** BEGIN Provided data **

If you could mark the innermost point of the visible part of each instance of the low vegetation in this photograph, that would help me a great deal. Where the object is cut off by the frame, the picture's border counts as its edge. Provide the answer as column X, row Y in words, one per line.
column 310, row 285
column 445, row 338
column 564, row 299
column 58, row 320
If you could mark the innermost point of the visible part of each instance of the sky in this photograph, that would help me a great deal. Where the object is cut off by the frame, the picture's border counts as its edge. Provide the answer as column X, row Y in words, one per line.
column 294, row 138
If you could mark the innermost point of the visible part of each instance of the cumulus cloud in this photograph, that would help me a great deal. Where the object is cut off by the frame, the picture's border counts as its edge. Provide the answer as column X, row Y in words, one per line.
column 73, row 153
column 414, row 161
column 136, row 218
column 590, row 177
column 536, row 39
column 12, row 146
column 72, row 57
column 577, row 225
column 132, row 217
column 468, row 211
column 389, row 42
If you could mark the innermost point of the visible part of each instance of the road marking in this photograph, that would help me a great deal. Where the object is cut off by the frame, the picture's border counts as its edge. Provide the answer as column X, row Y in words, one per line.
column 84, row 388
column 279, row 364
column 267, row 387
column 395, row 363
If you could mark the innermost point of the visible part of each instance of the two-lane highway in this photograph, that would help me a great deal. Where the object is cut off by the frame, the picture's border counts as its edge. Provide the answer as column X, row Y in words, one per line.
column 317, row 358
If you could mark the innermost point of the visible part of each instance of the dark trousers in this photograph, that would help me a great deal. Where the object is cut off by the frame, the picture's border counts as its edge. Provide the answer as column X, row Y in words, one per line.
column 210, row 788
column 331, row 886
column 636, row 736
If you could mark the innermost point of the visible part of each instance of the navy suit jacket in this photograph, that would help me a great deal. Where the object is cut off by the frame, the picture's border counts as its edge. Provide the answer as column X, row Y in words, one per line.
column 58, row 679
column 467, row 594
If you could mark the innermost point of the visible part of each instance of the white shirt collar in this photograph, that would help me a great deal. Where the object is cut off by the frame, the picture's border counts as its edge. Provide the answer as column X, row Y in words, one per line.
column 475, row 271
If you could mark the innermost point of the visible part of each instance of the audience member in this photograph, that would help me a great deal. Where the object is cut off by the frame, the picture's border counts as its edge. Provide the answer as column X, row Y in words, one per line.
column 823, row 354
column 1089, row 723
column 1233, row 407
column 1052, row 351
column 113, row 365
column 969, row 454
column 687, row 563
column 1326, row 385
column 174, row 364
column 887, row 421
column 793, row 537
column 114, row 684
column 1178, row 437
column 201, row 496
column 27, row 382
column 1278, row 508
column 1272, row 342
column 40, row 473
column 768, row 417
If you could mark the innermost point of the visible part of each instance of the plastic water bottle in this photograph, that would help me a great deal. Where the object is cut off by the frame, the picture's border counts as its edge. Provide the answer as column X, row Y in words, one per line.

** END Provided data **

* Exercise goal *
Write out every entry exactly as given.

* Written response *
If you could mark the innermost point of the visible part of each instance of the low vegetation in this photograph, that would help me a great deal. Where the object is cut off by the frame, the picture's border counts as its edge. Provide the answer as column X, row Y in words, one per line.
column 310, row 285
column 445, row 338
column 564, row 299
column 58, row 320
If you could mark the innermost point of the visible part of each instance of the sky in this photograph, that would help me a great deal. Where the object is cut off by the frame, the picture's border counts as its edge. Provide the answer as column X, row Y in words, one per line.
column 294, row 138
If you could mark the innermost point of the visible part of each instance of the cumulus cloud in this photograph, that would help me a great deal. Where the object is cut off by the frame, the picture's border counts as its edge. Provide the answer as column X, row Y in words, one per line.
column 73, row 153
column 414, row 161
column 136, row 218
column 590, row 177
column 536, row 39
column 12, row 146
column 72, row 57
column 577, row 225
column 132, row 217
column 468, row 211
column 389, row 42
If you could mark the innermost point of the visible part of each instance of the road marking in this photograph, that would help me a great deal. Where the object is cut off by the frame, the picture's border counts as its edge. Provide the answer as column X, row Y in words, one per line.
column 84, row 388
column 279, row 364
column 267, row 387
column 395, row 363
If you could mark the innermost point of the visible part of each instance of the two-lane highway in this photograph, that would help me a great deal. Where the object is cut off by the frame, the picture's border counts as its edge. Provide the answer as column X, row Y in words, one per line.
column 317, row 358
If you could mark the innermost point of the visible part of each instance of the dark trousers in this photograph, that would help me a great deal. Where the object is cut off by the frame, the picture's border counts as its edge. Provide the answer as column X, row Y in words, one per line.
column 210, row 788
column 331, row 886
column 636, row 736
If you could mark the innermost point of the visible part of each instance of the navy suit jacket in this photograph, that would help me a great deal. Where the object is cut off by the frame, the picture's border counts as its edge. Provide the answer as column X, row Y in words, one per line.
column 58, row 679
column 467, row 594
If you could mark the innermost point of the visible part of each instance of the white shirt collar in this photograph, that would help me a great deal. Where the object is cut off by the frame, the picture's border counts as its edge. Provide the answer as column X, row Y in words, one per line.
column 475, row 271
If you could mark the innermost point of the visible part of each instance of the audience member in this photograph, that would help me a great deal. Where the object is cut off by the frame, the picture's border counts as its edge. Provide the answer as column X, row Y in words, one per line.
column 823, row 354
column 1089, row 723
column 1233, row 407
column 1052, row 351
column 113, row 365
column 969, row 454
column 687, row 563
column 1326, row 385
column 174, row 364
column 887, row 421
column 793, row 537
column 114, row 684
column 1178, row 437
column 201, row 496
column 27, row 382
column 1278, row 508
column 1272, row 342
column 40, row 473
column 768, row 417
If you could mark the innermost point of the visible part of each instance of the plastic water bottle in this photograph, that would help me a great deal. Where the object is cut off by the frame, the picture's border counts as its edge. Provide the answer as column X, row Y in words, one per line.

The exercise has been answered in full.